Data lines:
╔══

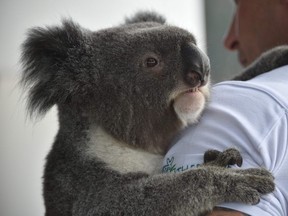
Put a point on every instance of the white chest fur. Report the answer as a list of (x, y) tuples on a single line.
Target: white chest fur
[(120, 156)]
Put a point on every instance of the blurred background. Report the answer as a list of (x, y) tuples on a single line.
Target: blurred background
[(24, 142)]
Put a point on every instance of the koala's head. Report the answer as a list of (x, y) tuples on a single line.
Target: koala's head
[(140, 81)]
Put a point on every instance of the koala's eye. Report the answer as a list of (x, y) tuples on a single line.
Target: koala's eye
[(151, 62)]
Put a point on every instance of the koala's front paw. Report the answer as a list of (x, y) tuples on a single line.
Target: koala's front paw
[(250, 185), (228, 157)]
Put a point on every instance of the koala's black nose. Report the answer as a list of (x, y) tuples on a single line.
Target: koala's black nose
[(196, 66)]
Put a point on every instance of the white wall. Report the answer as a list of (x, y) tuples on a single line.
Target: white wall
[(23, 142)]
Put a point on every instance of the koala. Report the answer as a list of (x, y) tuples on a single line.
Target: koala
[(122, 94)]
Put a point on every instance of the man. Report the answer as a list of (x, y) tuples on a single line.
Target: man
[(251, 116)]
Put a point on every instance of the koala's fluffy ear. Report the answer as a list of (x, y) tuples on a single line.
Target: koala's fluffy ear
[(43, 55), (145, 16)]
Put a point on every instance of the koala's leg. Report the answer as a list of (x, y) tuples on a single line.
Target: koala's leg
[(192, 193), (228, 157), (268, 61)]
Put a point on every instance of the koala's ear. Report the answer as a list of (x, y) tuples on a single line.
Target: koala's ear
[(43, 54), (146, 16)]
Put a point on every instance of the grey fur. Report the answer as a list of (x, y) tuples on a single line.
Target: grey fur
[(112, 106)]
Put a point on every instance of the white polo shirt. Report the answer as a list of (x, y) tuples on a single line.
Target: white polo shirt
[(253, 117)]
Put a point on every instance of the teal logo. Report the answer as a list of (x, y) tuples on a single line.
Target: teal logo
[(172, 167)]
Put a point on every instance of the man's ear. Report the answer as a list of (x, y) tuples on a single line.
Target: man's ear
[(43, 54)]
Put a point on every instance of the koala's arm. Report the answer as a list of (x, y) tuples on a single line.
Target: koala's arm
[(194, 192), (268, 61)]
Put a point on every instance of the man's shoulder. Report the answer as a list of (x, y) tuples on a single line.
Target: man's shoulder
[(271, 87)]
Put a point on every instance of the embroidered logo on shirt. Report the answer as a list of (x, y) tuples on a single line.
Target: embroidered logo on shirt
[(171, 166)]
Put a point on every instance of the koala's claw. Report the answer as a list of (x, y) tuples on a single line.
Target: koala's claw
[(228, 157), (252, 184)]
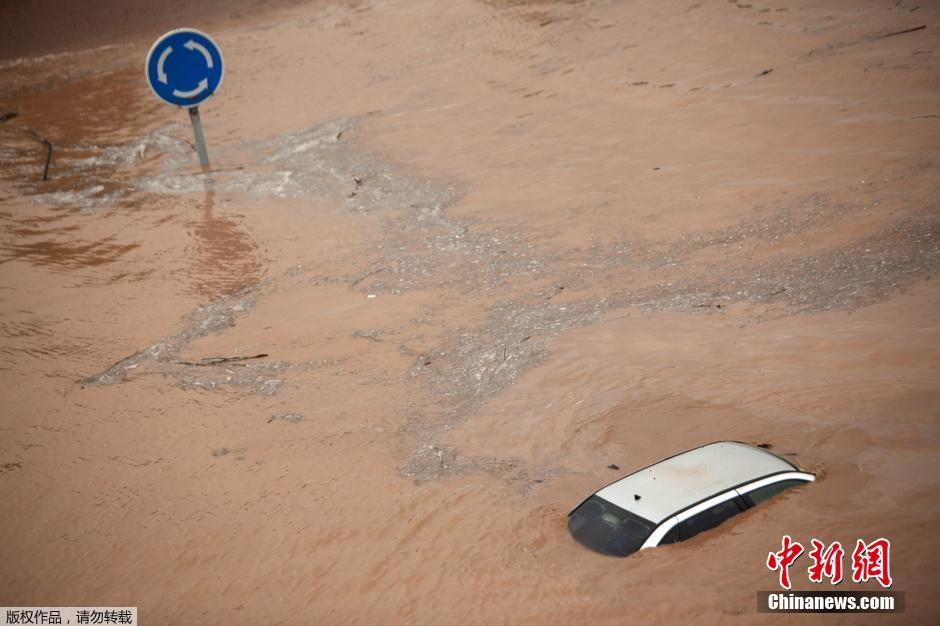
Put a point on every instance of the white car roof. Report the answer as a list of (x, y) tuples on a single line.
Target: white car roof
[(690, 477)]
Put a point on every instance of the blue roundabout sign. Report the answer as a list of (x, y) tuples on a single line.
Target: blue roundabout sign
[(184, 67)]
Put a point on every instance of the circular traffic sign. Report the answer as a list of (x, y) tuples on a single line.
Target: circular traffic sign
[(184, 67)]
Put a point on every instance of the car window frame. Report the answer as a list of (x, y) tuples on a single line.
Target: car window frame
[(770, 480)]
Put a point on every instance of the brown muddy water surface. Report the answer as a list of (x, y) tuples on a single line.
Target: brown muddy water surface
[(468, 259)]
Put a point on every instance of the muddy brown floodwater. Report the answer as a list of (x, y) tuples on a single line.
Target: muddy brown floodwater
[(450, 265)]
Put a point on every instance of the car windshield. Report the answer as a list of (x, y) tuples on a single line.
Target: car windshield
[(608, 529)]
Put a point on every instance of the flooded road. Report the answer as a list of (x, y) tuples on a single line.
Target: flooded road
[(446, 269)]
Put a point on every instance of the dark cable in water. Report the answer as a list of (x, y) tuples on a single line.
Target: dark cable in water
[(5, 117)]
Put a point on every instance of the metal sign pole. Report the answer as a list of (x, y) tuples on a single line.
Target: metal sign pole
[(200, 139)]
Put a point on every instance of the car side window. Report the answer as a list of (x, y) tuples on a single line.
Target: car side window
[(671, 537), (769, 491), (709, 518)]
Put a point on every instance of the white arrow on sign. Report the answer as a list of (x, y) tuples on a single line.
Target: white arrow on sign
[(161, 73), (202, 86), (192, 45)]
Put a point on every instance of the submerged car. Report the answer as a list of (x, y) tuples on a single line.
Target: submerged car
[(680, 497)]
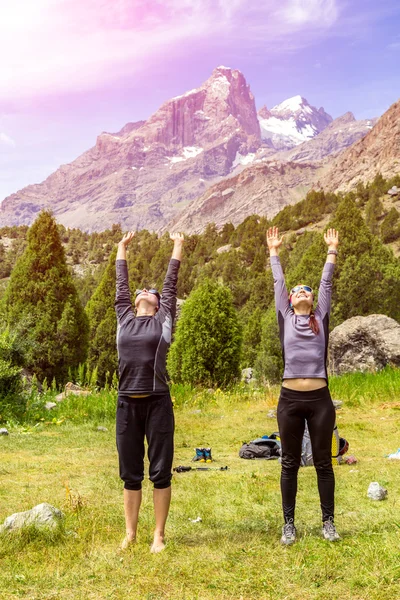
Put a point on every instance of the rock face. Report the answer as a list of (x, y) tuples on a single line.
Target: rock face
[(159, 172), (142, 175), (364, 344), (292, 122), (379, 151), (42, 515), (262, 189)]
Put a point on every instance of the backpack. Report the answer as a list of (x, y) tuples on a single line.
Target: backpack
[(265, 447)]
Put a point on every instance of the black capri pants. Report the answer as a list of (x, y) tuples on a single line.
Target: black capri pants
[(151, 417), (294, 409)]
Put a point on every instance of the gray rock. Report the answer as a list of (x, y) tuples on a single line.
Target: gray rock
[(364, 344), (227, 192), (376, 491), (247, 375), (42, 515), (50, 405)]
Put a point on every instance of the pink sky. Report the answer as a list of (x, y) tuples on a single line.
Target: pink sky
[(73, 68)]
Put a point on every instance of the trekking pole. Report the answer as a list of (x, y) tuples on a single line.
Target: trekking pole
[(182, 469)]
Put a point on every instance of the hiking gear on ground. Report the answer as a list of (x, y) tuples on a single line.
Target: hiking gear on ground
[(199, 455), (297, 288), (344, 446), (207, 454), (294, 410), (264, 447), (288, 533), (295, 332), (183, 469), (350, 460), (329, 531)]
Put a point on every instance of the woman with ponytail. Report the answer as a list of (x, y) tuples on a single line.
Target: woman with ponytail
[(304, 394)]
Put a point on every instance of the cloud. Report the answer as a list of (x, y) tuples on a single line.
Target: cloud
[(52, 47), (6, 140), (322, 13)]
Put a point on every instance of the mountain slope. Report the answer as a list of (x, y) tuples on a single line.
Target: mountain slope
[(263, 189), (142, 175), (337, 136), (377, 152), (292, 122)]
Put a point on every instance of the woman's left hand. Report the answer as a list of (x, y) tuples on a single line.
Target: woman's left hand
[(177, 238), (331, 237)]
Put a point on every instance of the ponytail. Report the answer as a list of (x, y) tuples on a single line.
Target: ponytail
[(313, 323)]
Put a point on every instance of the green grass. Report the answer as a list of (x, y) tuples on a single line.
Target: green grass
[(234, 552)]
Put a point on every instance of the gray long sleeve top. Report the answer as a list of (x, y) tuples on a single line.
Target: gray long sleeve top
[(143, 342), (304, 352)]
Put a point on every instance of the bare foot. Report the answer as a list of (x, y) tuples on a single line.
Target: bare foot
[(128, 540), (158, 544)]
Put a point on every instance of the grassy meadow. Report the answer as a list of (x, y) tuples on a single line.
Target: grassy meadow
[(234, 552)]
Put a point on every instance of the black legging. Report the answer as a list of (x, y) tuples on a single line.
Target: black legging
[(317, 409)]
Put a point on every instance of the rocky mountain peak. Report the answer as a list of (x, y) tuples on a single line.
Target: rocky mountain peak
[(291, 123), (264, 113)]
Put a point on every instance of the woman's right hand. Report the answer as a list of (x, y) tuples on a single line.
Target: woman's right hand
[(273, 239), (127, 238)]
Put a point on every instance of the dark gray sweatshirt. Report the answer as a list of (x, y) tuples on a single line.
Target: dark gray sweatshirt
[(143, 342), (304, 352)]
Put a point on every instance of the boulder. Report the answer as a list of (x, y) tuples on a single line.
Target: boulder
[(364, 344), (42, 515)]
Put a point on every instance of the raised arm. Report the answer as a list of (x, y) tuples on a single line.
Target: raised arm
[(123, 304), (281, 295), (331, 238), (169, 291)]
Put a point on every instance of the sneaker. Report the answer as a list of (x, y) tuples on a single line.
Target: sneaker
[(329, 531), (207, 454), (200, 455), (288, 533)]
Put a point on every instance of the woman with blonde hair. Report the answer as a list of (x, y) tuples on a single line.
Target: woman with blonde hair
[(305, 396), (144, 402)]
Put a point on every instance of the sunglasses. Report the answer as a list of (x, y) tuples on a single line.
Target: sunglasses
[(151, 291), (297, 288)]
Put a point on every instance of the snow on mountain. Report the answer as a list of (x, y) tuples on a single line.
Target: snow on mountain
[(291, 123)]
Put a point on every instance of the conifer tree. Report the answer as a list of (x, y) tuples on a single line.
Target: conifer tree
[(207, 345), (103, 324), (42, 304), (373, 211), (390, 228)]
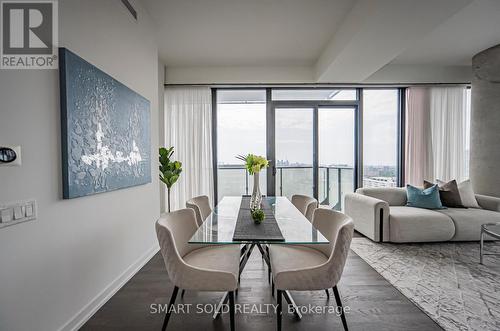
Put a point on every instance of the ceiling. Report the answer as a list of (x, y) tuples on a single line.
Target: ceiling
[(244, 32), (335, 40), (466, 33)]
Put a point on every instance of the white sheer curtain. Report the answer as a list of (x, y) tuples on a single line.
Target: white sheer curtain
[(419, 157), (436, 126), (188, 125), (448, 127)]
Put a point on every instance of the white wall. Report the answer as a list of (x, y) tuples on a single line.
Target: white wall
[(54, 270), (403, 73), (238, 75)]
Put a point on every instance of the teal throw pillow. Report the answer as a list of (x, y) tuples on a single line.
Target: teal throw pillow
[(423, 198)]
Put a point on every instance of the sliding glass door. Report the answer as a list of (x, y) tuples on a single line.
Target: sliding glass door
[(294, 145), (336, 151), (241, 129), (322, 142), (315, 150)]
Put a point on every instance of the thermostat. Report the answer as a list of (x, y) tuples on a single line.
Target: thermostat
[(10, 155)]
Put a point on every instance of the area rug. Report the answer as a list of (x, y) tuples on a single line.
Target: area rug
[(444, 280)]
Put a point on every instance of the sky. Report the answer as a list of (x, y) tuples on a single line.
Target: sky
[(241, 129)]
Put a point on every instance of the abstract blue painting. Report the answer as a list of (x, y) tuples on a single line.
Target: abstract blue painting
[(106, 134)]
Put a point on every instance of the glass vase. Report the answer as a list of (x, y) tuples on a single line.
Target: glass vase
[(256, 199)]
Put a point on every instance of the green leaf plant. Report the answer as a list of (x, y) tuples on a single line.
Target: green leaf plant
[(170, 170)]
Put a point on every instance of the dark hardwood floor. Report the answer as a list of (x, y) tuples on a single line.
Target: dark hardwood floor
[(374, 303)]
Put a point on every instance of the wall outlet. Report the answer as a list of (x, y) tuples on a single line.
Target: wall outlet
[(17, 212)]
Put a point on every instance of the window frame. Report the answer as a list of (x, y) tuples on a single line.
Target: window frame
[(357, 104)]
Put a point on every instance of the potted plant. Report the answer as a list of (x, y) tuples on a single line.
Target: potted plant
[(254, 164), (169, 170)]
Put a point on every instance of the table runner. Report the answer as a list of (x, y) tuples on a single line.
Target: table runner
[(247, 230)]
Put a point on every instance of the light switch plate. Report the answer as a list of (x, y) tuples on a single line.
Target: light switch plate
[(17, 212)]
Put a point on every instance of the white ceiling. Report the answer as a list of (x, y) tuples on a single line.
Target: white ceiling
[(335, 40), (244, 32), (466, 33)]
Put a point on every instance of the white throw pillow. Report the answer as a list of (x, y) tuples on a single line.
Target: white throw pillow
[(467, 194)]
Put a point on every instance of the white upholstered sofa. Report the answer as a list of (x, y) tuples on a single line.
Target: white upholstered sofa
[(381, 215)]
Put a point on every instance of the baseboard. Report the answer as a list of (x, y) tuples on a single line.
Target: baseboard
[(79, 319)]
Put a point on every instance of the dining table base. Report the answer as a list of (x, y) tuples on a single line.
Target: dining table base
[(246, 251)]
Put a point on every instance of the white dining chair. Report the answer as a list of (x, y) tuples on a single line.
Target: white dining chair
[(201, 206), (305, 204), (195, 266), (309, 268)]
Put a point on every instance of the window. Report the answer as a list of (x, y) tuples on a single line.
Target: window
[(380, 137), (313, 140), (294, 157), (241, 129), (315, 94)]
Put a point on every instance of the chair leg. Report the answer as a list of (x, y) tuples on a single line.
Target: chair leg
[(279, 296), (339, 304), (172, 301), (269, 266), (231, 309)]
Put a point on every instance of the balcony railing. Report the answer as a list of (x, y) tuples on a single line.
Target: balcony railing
[(334, 182)]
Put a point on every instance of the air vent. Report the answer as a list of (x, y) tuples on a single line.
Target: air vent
[(130, 8)]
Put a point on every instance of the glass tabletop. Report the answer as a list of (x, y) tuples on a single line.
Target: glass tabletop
[(492, 229), (219, 226)]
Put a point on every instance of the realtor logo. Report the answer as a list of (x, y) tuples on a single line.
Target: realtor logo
[(29, 34)]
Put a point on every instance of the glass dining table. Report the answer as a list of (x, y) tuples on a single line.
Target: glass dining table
[(218, 229)]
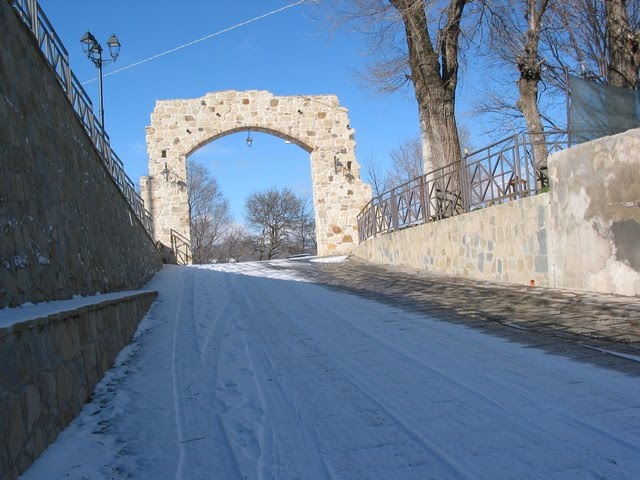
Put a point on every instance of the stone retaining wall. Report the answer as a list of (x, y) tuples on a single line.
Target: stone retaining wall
[(502, 243), (583, 235), (65, 227), (316, 123), (49, 367)]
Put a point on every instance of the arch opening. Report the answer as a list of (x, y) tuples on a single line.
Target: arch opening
[(317, 124)]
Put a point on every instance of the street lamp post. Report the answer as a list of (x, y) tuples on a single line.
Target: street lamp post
[(93, 50)]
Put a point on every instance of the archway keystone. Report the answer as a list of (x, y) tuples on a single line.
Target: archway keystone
[(318, 124)]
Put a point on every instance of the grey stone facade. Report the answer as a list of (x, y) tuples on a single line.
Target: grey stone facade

╚══

To do:
Please copy the material word for word from its first line up to and including the line with "[(151, 62)]". Leave the pictures out of your copy.

Written reply:
Put a point on every instance of the white chest fur. Report the answer as a list of (x, y) tuples on a single line.
Target: white chest fur
[(120, 156)]
Put a point on every instance of the blurred background. Report the answer as a list of (x, y) tuples on a single line.
Target: blurred background
[(24, 142)]
Put a point on every instance of the koala's head. Report the answer as a list of (x, y) tuples on a single line.
Target: koala's head
[(140, 81)]
Put a point on every instance of the koala's eye. Report the answer as a list of (x, y) tuples on a single line.
Target: koala's eye
[(151, 62)]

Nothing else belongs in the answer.